[MATERIAL FOR THE TASK]
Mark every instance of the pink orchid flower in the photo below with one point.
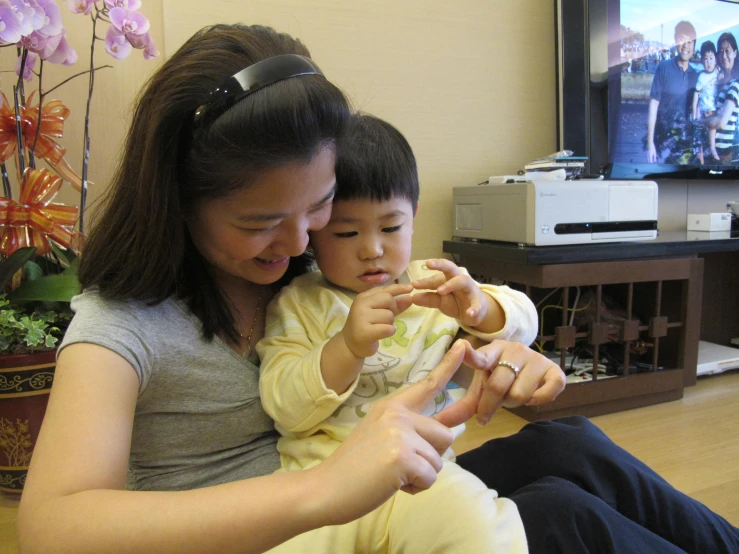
(116, 44)
(35, 42)
(24, 14)
(10, 27)
(131, 5)
(38, 19)
(28, 68)
(144, 41)
(129, 22)
(80, 6)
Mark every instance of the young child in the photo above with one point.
(704, 99)
(339, 339)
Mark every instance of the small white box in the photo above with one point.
(720, 221)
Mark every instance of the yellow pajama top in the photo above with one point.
(312, 419)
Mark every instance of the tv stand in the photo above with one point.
(660, 287)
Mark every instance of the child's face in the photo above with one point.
(366, 244)
(709, 62)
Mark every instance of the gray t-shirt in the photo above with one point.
(199, 420)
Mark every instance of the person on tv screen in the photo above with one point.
(728, 100)
(704, 104)
(668, 137)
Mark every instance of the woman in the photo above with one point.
(728, 99)
(155, 440)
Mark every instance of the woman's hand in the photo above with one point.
(393, 448)
(493, 385)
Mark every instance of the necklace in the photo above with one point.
(248, 348)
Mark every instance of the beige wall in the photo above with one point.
(470, 83)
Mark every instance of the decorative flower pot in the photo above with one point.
(25, 383)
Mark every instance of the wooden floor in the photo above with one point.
(693, 443)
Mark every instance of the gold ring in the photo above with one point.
(513, 367)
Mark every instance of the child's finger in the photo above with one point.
(447, 267)
(417, 396)
(462, 410)
(460, 283)
(427, 300)
(396, 289)
(431, 283)
(402, 303)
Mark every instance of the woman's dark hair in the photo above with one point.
(375, 162)
(729, 37)
(140, 246)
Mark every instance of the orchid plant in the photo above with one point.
(34, 229)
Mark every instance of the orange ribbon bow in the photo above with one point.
(34, 220)
(53, 115)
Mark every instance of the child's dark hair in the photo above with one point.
(375, 162)
(706, 47)
(140, 247)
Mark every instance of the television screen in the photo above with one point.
(656, 89)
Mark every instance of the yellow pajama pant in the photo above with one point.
(458, 514)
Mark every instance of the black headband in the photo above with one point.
(251, 79)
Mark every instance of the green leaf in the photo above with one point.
(52, 288)
(32, 271)
(10, 265)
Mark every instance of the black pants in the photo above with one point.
(577, 491)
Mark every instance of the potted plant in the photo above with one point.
(40, 240)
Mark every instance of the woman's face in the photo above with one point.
(252, 233)
(726, 55)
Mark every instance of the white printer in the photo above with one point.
(557, 212)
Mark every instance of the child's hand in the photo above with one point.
(371, 317)
(457, 295)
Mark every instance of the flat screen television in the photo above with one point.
(614, 56)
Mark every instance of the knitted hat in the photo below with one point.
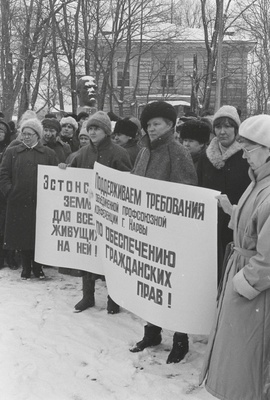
(82, 114)
(229, 112)
(51, 123)
(69, 120)
(125, 127)
(257, 129)
(136, 121)
(100, 119)
(196, 130)
(34, 124)
(4, 126)
(158, 109)
(84, 131)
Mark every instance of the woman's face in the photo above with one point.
(67, 130)
(225, 133)
(121, 139)
(255, 154)
(157, 127)
(84, 140)
(29, 136)
(193, 146)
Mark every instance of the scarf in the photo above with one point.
(215, 156)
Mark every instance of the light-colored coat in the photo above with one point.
(237, 363)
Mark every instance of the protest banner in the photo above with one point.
(158, 244)
(65, 227)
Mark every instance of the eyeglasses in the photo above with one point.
(251, 150)
(26, 134)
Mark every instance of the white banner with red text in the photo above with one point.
(158, 245)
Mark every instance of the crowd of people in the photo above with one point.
(217, 152)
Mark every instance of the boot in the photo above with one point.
(112, 307)
(88, 299)
(152, 337)
(180, 348)
(26, 264)
(2, 252)
(11, 261)
(38, 271)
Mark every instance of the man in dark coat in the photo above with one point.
(18, 184)
(125, 132)
(50, 138)
(165, 159)
(101, 149)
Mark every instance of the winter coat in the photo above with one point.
(18, 184)
(61, 149)
(227, 173)
(106, 153)
(238, 355)
(73, 142)
(165, 159)
(132, 148)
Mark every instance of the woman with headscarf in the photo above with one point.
(222, 168)
(237, 361)
(18, 185)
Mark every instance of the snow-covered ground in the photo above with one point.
(49, 352)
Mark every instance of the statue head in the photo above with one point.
(86, 91)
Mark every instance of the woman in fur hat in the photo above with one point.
(163, 158)
(195, 137)
(50, 138)
(69, 127)
(222, 168)
(18, 185)
(125, 132)
(237, 359)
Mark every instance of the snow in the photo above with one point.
(49, 352)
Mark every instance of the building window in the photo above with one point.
(167, 74)
(120, 75)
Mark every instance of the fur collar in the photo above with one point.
(216, 157)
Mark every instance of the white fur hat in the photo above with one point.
(229, 112)
(257, 129)
(69, 120)
(34, 124)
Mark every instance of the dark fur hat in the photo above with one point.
(158, 109)
(51, 123)
(195, 130)
(126, 127)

[PROBLEM DETAILS]
With the pictures left out, return all the material above exactly.

[RESULT FOR THIS EXERCISE]
Mark every instance of the pink orchid flower in the photo below with one point.
(116, 44)
(35, 42)
(24, 14)
(10, 27)
(131, 5)
(38, 19)
(28, 68)
(144, 41)
(129, 22)
(80, 6)
Mark every instance of the young child in the photo above with one point.
(704, 99)
(339, 339)
Mark every instance of the small white box in the photo above with one point.
(720, 221)
Mark every instance of the yellow pajama top in the photo above with one point.
(312, 419)
Mark every instance of the tv stand in the photo above with one point.
(660, 287)
Mark every instance of the child's face in the photo above with one point.
(366, 244)
(709, 62)
Mark every instance of the gray t-shirt in the photo above with one point.
(199, 420)
Mark every instance of the person on tv screen in the photo above with one point.
(728, 100)
(704, 104)
(668, 137)
Mark every instance of the woman in the photo above with one point.
(728, 99)
(155, 440)
Mark every instance of the woman's hand in the photo above with one point.
(393, 448)
(493, 385)
Mark every instance of the necklace in the photo above with one point.
(248, 348)
Mark every instance of the beige wall in the photo above with one point.
(470, 83)
Mark every instance of the decorative flower pot in the photo above with one point.
(25, 383)
Mark every instance of the wooden floor in the photo above with one point.
(693, 443)
Mark every instance of the gold ring in the photo above with one point.
(513, 367)
Mark every instance of the child's finger in the photo above with one point.
(447, 267)
(417, 396)
(462, 410)
(460, 283)
(427, 300)
(396, 289)
(431, 283)
(402, 303)
Mark every instance of the woman's dark hair in the photo above with one point.
(375, 162)
(729, 37)
(140, 246)
Mark every instance of the orchid plant in the photo above with one point.
(34, 229)
Mark every instance of the orange ribbon bow in the photo above with one point.
(34, 220)
(53, 115)
Mark every instance of the child's dark hair in the photo above with one point.
(375, 162)
(706, 47)
(140, 247)
Mark every instance of the television screen in the photo above with one point.
(656, 89)
Mark every instance of the yellow pajama pant in the photo above with one point.
(458, 514)
Mark every instance of the black headband in the photo above with one point.
(251, 79)
Mark every instance of the green leaf in the photo above with one point.
(52, 288)
(32, 271)
(10, 265)
Mark every instance of the black pants in the photo above with one point.
(577, 491)
Mark every instance of the potted plant in the photo above with one point.
(40, 240)
Mark every instance of the woman's face in the photo above with one point.
(252, 233)
(726, 55)
Mark every instance of the white printer in the photo above with one point.
(557, 212)
Mark every instance of the child's hand in the photo above with one point.
(371, 317)
(457, 295)
Mark every instance of the flat screen television in the photo above with one point.
(614, 56)
Mark every instance of the knitted hat in the photo below with one point.
(82, 114)
(229, 112)
(51, 123)
(69, 120)
(125, 127)
(257, 129)
(136, 121)
(100, 119)
(196, 130)
(34, 124)
(4, 126)
(158, 109)
(84, 131)
Mark every instance of the woman's face in the photo above with one point.
(67, 130)
(225, 133)
(121, 139)
(255, 154)
(157, 127)
(84, 140)
(29, 136)
(193, 146)
Mark every instance of the scarf in the photo above with one point.
(215, 156)
Mark every instance of the light-colored coat in the photo above with one point.
(237, 363)
Mark every instance of the protest banner in the photo above with one point.
(158, 244)
(65, 227)
Mark every instance of the eyeglasses in the photo above with one point.
(251, 150)
(26, 134)
Mark every instance of the white banner with red text in the photo above with one point.
(158, 245)
Mark every instance of the crowd of people in the photo above with one point.
(217, 152)
Mark every instance of the boot in the photo above with one point.
(112, 307)
(88, 299)
(152, 337)
(180, 348)
(26, 264)
(2, 252)
(11, 261)
(38, 271)
Mark every instance of the man in dark coat in the photo above with one point.
(18, 184)
(125, 132)
(50, 138)
(165, 159)
(101, 149)
Mark every instance of the winter coat in the photo above with one point.
(18, 184)
(61, 149)
(227, 173)
(106, 153)
(238, 355)
(73, 142)
(165, 159)
(132, 148)
Mark every instance of the woman with headscarf in the photo above with one point.
(222, 168)
(237, 361)
(18, 185)
Mark every instance of the snow-covered ground in the photo above with one point.
(49, 352)
Mark every instance of the statue head in the photo above with one point.
(86, 91)
Mark every instance of the woman in fur hat in the photo above with one point.
(163, 158)
(195, 137)
(50, 138)
(69, 127)
(222, 168)
(18, 185)
(125, 132)
(237, 359)
Mark every instance of the snow in the photo above with one point.
(49, 352)
Mark every instance of the building window in the photo above with one point.
(167, 74)
(120, 75)
Mark every instance of the fur collar in the photo above with one point.
(216, 157)
Mark every instance of the white fur hat in the photo above with one point.
(229, 112)
(257, 129)
(69, 120)
(34, 124)
Mark every instance of the dark fur hat in the photo above with one point.
(158, 109)
(51, 123)
(195, 130)
(126, 127)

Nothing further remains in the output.